((
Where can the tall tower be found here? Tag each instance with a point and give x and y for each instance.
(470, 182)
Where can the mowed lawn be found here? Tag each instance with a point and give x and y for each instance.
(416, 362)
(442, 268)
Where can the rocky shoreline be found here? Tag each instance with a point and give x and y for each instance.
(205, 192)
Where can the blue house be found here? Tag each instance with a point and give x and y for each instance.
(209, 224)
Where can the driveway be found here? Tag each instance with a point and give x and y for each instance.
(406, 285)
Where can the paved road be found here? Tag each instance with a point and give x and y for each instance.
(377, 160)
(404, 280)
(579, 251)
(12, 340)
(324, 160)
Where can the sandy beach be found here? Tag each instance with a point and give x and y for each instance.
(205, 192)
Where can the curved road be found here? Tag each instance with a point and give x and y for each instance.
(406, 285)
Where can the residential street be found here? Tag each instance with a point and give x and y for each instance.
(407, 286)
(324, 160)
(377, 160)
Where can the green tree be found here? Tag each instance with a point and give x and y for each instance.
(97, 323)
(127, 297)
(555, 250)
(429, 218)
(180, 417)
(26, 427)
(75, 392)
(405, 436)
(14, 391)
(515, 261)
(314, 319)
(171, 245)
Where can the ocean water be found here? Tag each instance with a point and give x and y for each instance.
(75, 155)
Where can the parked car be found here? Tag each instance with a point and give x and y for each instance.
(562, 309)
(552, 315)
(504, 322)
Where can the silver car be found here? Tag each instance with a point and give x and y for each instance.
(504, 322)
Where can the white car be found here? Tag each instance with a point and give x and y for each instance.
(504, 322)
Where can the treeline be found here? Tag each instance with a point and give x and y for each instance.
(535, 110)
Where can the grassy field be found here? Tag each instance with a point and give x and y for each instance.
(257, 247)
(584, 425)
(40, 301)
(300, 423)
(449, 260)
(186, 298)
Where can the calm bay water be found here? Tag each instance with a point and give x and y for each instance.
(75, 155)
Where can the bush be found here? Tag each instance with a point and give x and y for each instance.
))
▶ [Exercise requirements] The data is to be given again in full, with every line exact.

▶ [Finished exercise]
Where can the tall tower be found here? Tag each instance with a point and give x and y for each instance.
(470, 182)
Where can the mowed lawn be found here? Tag each instance with a point and give x and y for each instance.
(416, 362)
(442, 268)
Where can the rocky shoreline be found here? Tag each instance with a point and give x and y for each instance.
(205, 192)
Where can the blue house be found here? Tag each instance with a point and give x and y for each instance.
(209, 224)
Where can the driveway be found here? Tag each instance with a point and give x and y for each instance.
(406, 285)
Where can the paved road be found here? Tag each instance with a point and give x and y for each instance.
(377, 160)
(404, 280)
(579, 251)
(12, 340)
(324, 160)
Where can the sandy beach be found here? Tag each instance with a point and give x and y for each instance.
(205, 192)
Where can the curved road be found here? Tag each instance with a point and give x and y for each instance.
(406, 285)
Where can the residential street be found here? Tag each instance with a point and give x and y for each instance.
(407, 286)
(324, 160)
(377, 160)
Where can the green tree be found here? Tag each instance with a point and give x and y for each instance.
(97, 323)
(127, 297)
(555, 250)
(429, 218)
(180, 417)
(26, 427)
(75, 392)
(405, 436)
(14, 391)
(515, 261)
(314, 319)
(171, 245)
Where can the ocean water be found here? Tag each instance with a point and give x and y for each instance.
(75, 155)
Where can the parked car be found here? Tag each instance with a point and give x and y for each instance.
(562, 309)
(552, 315)
(504, 322)
Where can the silver car be found here? Tag each instance with a point and give x and y for each instance.
(504, 322)
Where can the white car be found here? Tag each instance with a point and give x and y for each instance.
(504, 322)
Where can the treeline be found here? Tag each instance with a point and give x and y for each instance.
(535, 110)
Where can the grassy field be found here? Tag each instance with a point and give x and y for each instance.
(257, 247)
(584, 425)
(40, 301)
(300, 423)
(449, 260)
(186, 298)
Where can the calm bay water be found here? Tag each instance with a point and give x and y for each instance.
(75, 155)
Where can the bush be found here? Tag each instance with a point and give x and y for each instance.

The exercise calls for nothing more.